> [RECORDS FOR PROCESSING]
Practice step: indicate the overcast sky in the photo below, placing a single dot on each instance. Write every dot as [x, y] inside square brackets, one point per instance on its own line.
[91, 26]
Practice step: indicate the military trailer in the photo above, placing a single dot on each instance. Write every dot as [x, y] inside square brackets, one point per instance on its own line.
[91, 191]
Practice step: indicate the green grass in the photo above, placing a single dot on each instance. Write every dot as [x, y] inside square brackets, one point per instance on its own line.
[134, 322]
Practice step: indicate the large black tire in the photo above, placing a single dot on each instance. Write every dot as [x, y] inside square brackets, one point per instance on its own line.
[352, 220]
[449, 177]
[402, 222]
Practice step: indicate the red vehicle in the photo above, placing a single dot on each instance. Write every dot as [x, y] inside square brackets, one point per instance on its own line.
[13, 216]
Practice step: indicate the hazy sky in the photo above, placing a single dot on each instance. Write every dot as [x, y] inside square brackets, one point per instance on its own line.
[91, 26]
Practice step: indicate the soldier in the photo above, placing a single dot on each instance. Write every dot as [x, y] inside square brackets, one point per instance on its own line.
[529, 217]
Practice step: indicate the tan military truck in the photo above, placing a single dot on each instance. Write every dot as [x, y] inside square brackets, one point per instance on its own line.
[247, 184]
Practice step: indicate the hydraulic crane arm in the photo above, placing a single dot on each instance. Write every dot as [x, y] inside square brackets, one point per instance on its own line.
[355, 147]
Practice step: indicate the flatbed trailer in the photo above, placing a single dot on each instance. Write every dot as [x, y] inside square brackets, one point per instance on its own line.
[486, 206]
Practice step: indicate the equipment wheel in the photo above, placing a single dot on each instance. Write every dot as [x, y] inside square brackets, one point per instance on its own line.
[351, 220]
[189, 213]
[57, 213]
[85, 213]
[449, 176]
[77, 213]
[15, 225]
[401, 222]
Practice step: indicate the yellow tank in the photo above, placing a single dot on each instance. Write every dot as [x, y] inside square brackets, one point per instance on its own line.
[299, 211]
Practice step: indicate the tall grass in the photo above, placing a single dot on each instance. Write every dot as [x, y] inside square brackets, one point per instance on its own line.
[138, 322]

> [TASK DIRECTIONS] Reproduce every line of the material from the line with "Practice step: indicate the yellow" through the end of the material, requests included. Multiply each coordinate in the answers by 1.45 and round it to a whole number, with halves rounding up.

> [TASK OUTPUT]
Practice step: indicate the yellow tank in the photo above, placing a single dot on each instance. Write every dot as [x, y] inside square brackets, one point per instance on its own line.
[434, 306]
Practice step: indicate the tall grass in the photo above, placing a single dot on each instance. Write every dot as [x, y] inside square brackets, one point per instance on its own line.
[200, 467]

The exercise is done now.